** Start **
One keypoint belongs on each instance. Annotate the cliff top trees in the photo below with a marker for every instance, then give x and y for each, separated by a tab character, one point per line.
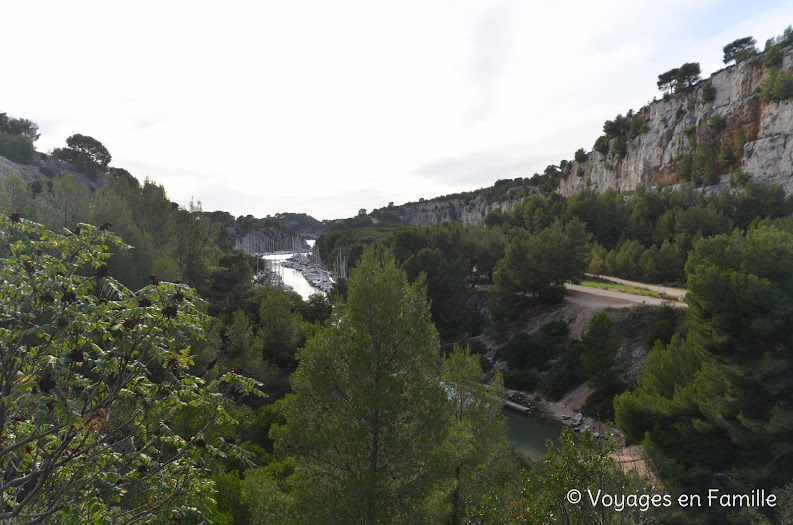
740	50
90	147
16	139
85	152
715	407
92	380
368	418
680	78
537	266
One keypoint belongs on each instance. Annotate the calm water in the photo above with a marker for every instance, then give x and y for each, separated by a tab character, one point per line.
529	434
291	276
** End **
SHORT TASK -> Can you rewrite the material above with each "keypoint" changed to "dot" and nothing else altered, leaving the pictures out?

WRITTEN SOLUTION ->
One dot belongs on each instance. Annotate the cliff top trees in the photo below with a marker for every instance, then give x and y for each, separated by a tab character, one point per line.
740	50
90	147
16	139
85	152
715	407
92	380
368	418
680	78
537	266
One dot belongs on each instance. Annotate the calm water in the photo above with a marker for every instance, then give x and y for each, separated by a tab character, one point per line.
529	434
291	276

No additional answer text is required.